• **To be done**: Begin at the first line of the items and stop after the line that contains "x=414 y=486". Reproduce only those lines, requests included, but multiply every x and y coordinate in the answer points by 2.35 and round to whole numbers, halves up. Leave the requests and their sample coordinates unchanged, and omit the pictures.

• **Records for the task**:
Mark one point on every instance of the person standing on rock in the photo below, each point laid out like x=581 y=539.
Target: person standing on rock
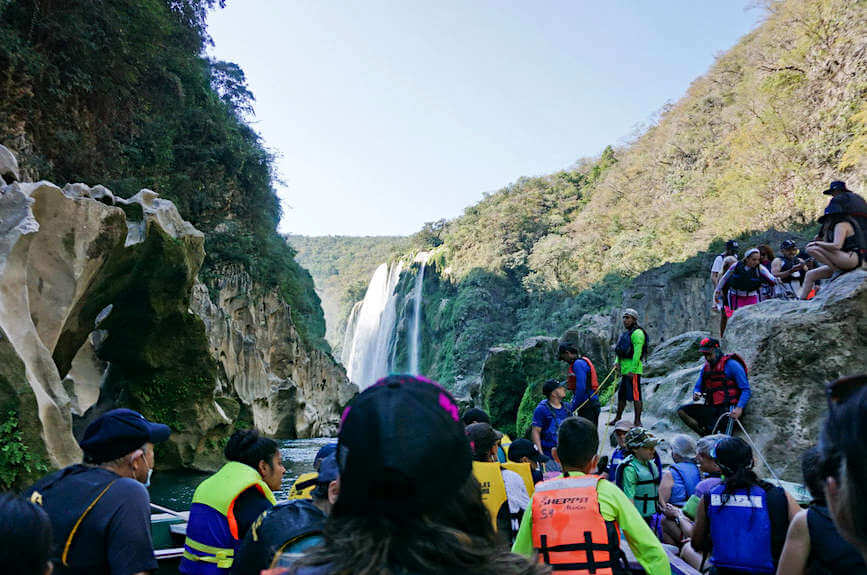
x=547 y=417
x=100 y=510
x=716 y=270
x=630 y=350
x=582 y=381
x=842 y=242
x=724 y=385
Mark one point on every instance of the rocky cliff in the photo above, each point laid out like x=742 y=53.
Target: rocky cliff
x=100 y=306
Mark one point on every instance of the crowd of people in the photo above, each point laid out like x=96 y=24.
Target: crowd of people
x=839 y=247
x=414 y=486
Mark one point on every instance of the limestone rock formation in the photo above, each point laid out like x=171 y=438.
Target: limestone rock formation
x=791 y=348
x=290 y=389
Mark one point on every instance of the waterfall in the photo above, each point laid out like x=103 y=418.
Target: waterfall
x=415 y=327
x=369 y=353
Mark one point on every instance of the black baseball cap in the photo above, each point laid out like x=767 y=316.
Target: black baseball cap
x=118 y=432
x=521 y=448
x=708 y=344
x=401 y=449
x=550 y=386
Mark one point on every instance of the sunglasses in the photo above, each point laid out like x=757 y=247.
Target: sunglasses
x=840 y=390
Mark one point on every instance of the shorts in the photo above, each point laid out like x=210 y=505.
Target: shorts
x=629 y=388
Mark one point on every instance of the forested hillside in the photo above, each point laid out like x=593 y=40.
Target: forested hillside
x=341 y=266
x=119 y=93
x=749 y=147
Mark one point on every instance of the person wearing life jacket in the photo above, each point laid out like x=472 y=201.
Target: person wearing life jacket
x=100 y=509
x=226 y=504
x=841 y=245
x=741 y=285
x=789 y=269
x=522 y=451
x=640 y=474
x=630 y=351
x=289 y=528
x=547 y=417
x=724 y=385
x=742 y=522
x=575 y=520
x=307 y=482
x=476 y=415
x=621 y=452
x=582 y=381
x=844 y=471
x=813 y=544
x=504 y=491
x=716 y=270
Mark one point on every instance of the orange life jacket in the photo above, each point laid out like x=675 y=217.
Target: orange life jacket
x=569 y=531
x=572 y=379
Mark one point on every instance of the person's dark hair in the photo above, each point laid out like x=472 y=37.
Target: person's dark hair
x=456 y=537
x=811 y=469
x=248 y=447
x=577 y=442
x=475 y=415
x=735 y=458
x=844 y=456
x=26 y=534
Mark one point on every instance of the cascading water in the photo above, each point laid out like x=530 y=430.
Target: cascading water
x=371 y=327
x=415 y=327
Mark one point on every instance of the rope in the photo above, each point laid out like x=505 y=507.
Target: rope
x=598 y=389
x=752 y=444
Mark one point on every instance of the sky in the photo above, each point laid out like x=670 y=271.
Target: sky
x=385 y=114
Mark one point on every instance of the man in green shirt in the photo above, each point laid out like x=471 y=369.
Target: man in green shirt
x=577 y=444
x=630 y=350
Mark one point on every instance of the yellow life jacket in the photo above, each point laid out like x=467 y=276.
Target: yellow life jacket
x=522 y=469
x=304 y=486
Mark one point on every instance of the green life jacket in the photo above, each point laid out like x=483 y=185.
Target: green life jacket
x=646 y=485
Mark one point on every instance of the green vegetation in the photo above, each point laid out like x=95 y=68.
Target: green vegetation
x=16 y=460
x=119 y=93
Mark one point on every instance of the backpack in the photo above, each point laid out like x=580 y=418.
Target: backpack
x=624 y=348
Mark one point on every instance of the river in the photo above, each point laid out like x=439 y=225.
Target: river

• **Written response**:
Mark one point on every instance of the person standing on rock in the photo below, each point laid out like x=581 y=539.
Target: person standing on rock
x=1285 y=980
x=235 y=1199
x=1683 y=635
x=1481 y=823
x=1368 y=895
x=1979 y=569
x=1701 y=905
Mark one point on every instance of the rocky cliff in the photo above, each point laid out like x=742 y=53.
Target: rocky cliff
x=235 y=719
Mark one point on every instance of the crowd of people in the photo above, each point laid out like x=96 y=24.
Target: crowd of people
x=1972 y=580
x=973 y=1142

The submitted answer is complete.